BEGIN

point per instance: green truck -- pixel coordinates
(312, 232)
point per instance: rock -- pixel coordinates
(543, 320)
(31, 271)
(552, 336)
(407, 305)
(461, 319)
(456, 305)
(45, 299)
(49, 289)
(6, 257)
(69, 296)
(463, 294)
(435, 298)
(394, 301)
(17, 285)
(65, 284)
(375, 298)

END

The whole of the data must be given again, exactly as shown.

point per instance: green truck -- pixel coordinates
(312, 232)
point per instance: rock -- pixel coordinates
(543, 320)
(31, 271)
(552, 336)
(407, 305)
(461, 319)
(456, 305)
(45, 299)
(49, 289)
(6, 257)
(69, 296)
(463, 294)
(435, 298)
(394, 301)
(17, 285)
(65, 284)
(375, 298)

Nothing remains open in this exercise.